▶ **Text**

┄┄┄┄┄┄

One of our DogTime fans has questions for Dear Labby about her new dog’s fear of Halloween commotion! She writes:
I adopted a very skittish Scottie a few months ago, and this will be her first Halloween in my home.
We have good relationships with all of our neighbors and usually receive quite a few trick-or-treaters. Since our dog is still adjusting to her new digs, I believe that endless doorbell ringing and a stream of kids would set her back significantly.
I’m wondering if it’s socially acceptable to let the porch go dark this year? If so, what do I tell my neighbors when they ask where we were?

┄┄┄┄┄┄

▶ **Supplied material**
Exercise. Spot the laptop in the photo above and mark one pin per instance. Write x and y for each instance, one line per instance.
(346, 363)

┄┄┄┄┄┄

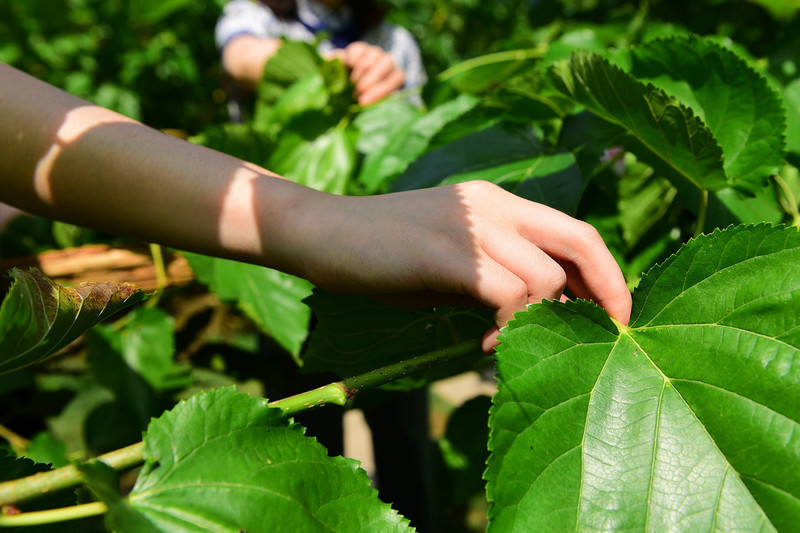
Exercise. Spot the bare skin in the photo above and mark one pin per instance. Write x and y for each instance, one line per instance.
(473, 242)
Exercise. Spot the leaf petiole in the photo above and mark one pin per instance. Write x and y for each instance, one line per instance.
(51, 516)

┄┄┄┄┄┄

According to the letter to Dear Labby, what breed of dog was adopted a few months ago?

A Scottie.